Passage:
Thursday, June 19, 2014

Book review: "Reason in a Dark Time"

I've wanted to do a review of Dale Jamieson's Reason in a Dark Time for a while. (Besides, it will make a change from the personal posts.) Subtitled "Why the struggle against climate change failed, and what it means for our future", this is not a feel-good story about international efforts to stabilize the climate.  Instead, Jamieson tells the story of the period from the Rio Earth Summit (1992) to the Copenhagen conference (2009) as a tragedy: a narrative that, starting with high hopes, has now, thanks to the flaws and mixed motives of the participants, ended by "locking in" a level of global warming above the threshold that they had originally decided they must avoid.   As a philosopher, Jamieson wants to ask two questions: What made this tragedy inevitable?, and What resources do we have to move forward from here?

Tuesday, June 17, 2014

Halfway mark

Perhaps I need a few more different meds...

We're approaching the half way point for my treatment and I'm beginning to notice some side effects.   Not that I don't have plenty of medications to reduce the side effects.  And medications to counter the side effects of those medications.  (I don't think I have yet advanced to the third order of medication-indirection.)

Wednesday, June 11, 2014

News from the Chemofront

Radiation machine
We're about 30 percent through the chemo/radiation regime here and I wanted to post an update on how things are going.

The first thing to say of course is that as far as success or failure in actually treating the disease is concerned, no-one can say what's happening.  We're not attacking a substantial tumor here which one might see shrinking: we are looking to eliminate invisible microscopic bits which might have been left behind even by the marvelously skilled surgery that I received in April.  So, no news (and let's hope that is good news).

So what I'm more focused on right now is the side effects of radiation (sores in the mouth, difficulty swallowing, stiffness of muscles) and chemotherapy (nausea, taste changes, sun sensitivity) and how well I am managing them.  And in that respect the news is good so far.  I have some sores starting, but I am still enjoying my food and actually gaining a little weight (I am under instruction to load up now because it may be harder later) and the pain is managed well by Dr Quon's drug regime.  And I have had no chemo-related nausea yet.  Thanks, Zofran!   (Even though you make me constipated.  In fact, pretty much all the meds seem to have that effect...)

Apart from "eat plenty and healthy" the other instruction I received was to keep exercising and that I've managed to do so far.  There is a gym with cardio and weights on the Hopkins campus - intended for staff, but long term patients like me can get access.  I've been there regularly and the other day was able to make it out to an Earthtreks climbing wall as well. So that seems good news.

Data extract:
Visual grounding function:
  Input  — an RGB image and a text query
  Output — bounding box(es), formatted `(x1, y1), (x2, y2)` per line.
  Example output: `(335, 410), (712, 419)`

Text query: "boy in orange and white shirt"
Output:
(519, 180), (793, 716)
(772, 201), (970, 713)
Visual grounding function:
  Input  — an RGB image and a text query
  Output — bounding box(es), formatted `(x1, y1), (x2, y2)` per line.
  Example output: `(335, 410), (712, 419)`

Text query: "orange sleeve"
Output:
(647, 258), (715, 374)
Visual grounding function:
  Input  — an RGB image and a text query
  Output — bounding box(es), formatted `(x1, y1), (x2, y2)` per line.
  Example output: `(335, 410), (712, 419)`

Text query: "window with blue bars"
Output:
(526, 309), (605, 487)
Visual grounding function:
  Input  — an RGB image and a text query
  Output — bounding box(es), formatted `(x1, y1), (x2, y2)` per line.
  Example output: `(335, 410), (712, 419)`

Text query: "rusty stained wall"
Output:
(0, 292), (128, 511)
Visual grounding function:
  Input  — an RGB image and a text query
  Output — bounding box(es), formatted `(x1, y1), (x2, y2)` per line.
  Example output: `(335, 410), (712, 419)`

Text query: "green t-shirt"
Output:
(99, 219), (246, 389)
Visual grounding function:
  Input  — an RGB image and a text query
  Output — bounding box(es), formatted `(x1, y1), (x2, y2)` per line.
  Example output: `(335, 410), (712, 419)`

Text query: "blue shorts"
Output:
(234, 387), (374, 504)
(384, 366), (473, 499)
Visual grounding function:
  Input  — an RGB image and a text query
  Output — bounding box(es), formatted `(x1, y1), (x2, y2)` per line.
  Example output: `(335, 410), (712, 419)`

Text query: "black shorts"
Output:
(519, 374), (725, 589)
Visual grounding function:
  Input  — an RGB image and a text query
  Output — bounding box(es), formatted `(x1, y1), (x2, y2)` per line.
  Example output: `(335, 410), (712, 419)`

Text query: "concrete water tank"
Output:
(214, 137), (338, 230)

Work to complete:
A. Return the stretch of the blog posts from "Perhaps I need" through "order of medication-indirection.)".
B. List the six side effects that the blog posts attribute to radiation and to chemotherapy.
C. Continue the blog posts, starting after their final sentence.

Task answers:
A.
Perhaps I need a few more different meds...

We're approaching the half way point for my treatment and I'm beginning to notice some side effects.   Not that I don't have plenty of medications to reduce the side effects.  And medications to counter the side effects of those medications.  (I don't think I have yet advanced to the third order of medication-indirection.)

B.
Radiation:
- sores in the mouth
- difficulty swallowing
- stiffness of muscles

Chemotherapy:
- nausea
- taste changes
- sun sensitivity

C.
And I am beyond blessed by the cherishing care of my wife Liane.  When I get confused or frightened or angry, her wisdom and love are like a refreshing drink of cold water on a broiling summer's day.  When we made those "in sickness and in health" vows back in 1986, we meant them: but somehow I hadn't really thought through what it would mean to be the person who receives the cherishing, the sick one, the needy one.  We so like to think of ourselves as strong, don't we?  Well, sometimes we're not.

For the future: I've had an easy start, and I've met a lot of people who are in a much worse place than I.  I expect the next couple of weeks will be harder than these last ones have been, so keep me in your thoughts and prayers (if you pray).  I so much appreciate all the messages of support that you've sent via Facebook or email or whatever.  They touch my heart.  Thanks a bunch!




Sunday, June 1, 2014

Another Adventure

Liane and I are off to Baltimore tomorrow for me to begin radiation and chemotherapy at the Sidney Kimmel Cancer Center at Johns Hopkins.   Treatment will be every day for several weeks, and we are privileged to be able to stay at the Hackerman-Patz apartments which are right next door and are intended for those who have come from far away to receive treatment at the Center.

I can't help thinking of old Bilbo Baggins: "I think I'm quite ready for another adventure".


I'm not altogether sure that I'm ready for this adventure, but, ready or not, here it comes.  I'll post a few updates to this blog.  I'm hoping to keep the regular material going too (right now I'm thinking about an analysis of the "Solar Roadways" video which many friends have reposted...)  Meanwhile, I find myself chewing on the words of the Heidelberg Catechism:

Q. What is your only comfort in life and death?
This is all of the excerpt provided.